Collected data
**********

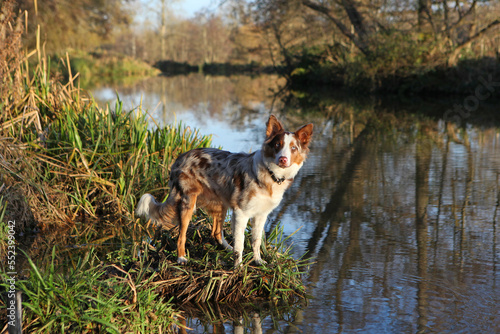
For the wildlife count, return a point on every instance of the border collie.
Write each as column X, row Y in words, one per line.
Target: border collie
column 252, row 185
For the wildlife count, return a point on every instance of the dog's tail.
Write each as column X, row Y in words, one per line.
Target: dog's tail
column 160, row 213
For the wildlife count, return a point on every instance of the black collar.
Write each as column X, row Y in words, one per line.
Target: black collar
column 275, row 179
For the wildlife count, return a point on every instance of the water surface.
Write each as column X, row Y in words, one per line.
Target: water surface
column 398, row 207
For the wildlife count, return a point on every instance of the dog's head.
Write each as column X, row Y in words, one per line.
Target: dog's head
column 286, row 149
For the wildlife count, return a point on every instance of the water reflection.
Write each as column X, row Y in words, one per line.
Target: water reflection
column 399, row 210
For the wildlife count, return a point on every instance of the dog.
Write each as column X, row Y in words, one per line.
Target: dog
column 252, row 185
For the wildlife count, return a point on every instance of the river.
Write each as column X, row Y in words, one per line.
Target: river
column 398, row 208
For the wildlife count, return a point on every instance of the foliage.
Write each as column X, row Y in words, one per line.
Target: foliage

**********

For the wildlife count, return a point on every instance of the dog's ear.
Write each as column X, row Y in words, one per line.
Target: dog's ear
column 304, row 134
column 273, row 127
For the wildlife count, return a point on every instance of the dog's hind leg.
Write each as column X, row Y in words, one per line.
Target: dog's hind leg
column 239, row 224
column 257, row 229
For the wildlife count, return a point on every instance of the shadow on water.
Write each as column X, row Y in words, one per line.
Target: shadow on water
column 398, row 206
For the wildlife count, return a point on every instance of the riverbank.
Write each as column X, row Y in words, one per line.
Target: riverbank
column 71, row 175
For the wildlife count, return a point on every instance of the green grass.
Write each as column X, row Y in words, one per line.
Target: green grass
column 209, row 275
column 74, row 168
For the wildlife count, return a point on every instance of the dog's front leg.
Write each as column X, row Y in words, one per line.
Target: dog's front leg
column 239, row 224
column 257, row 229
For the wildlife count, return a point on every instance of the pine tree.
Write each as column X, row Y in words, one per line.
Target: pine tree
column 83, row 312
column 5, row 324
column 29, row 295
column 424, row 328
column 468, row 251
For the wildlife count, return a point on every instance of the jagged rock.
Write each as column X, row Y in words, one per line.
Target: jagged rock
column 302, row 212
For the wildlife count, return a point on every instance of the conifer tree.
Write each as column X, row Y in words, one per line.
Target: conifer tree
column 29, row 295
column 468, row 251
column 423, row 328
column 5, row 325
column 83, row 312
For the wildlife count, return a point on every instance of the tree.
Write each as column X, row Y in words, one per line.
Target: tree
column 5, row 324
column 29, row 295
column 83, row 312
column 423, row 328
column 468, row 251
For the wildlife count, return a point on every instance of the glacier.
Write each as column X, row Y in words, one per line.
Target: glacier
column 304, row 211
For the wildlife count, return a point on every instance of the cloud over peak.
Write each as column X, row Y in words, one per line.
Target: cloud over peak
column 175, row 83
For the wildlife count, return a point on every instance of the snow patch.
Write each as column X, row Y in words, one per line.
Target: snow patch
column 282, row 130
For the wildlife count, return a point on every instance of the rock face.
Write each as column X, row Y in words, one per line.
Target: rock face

**********

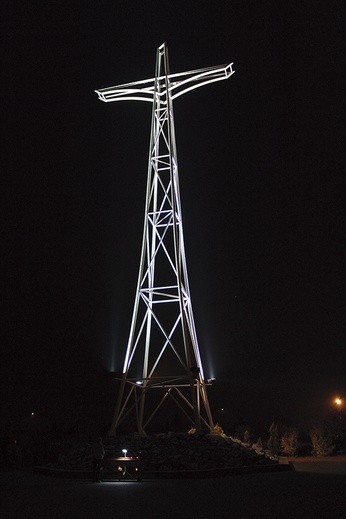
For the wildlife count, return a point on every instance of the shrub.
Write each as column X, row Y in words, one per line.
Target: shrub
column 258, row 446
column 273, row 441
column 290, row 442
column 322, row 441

**********

▶ Task prompt:
Taking the records above, retype every line from the one with "of the river." down to the one with "Target: foliage", exactly and with nothing else.

▶ Output of the task:
For the wildlife count, return a point on every instance of the river.
Write each as column X, row Y in words, one per line.
Target: river
column 398, row 208
For the wildlife count, return a point on every instance of the foliage.
Write each as column X, row Y in words, one per line.
Target: foliage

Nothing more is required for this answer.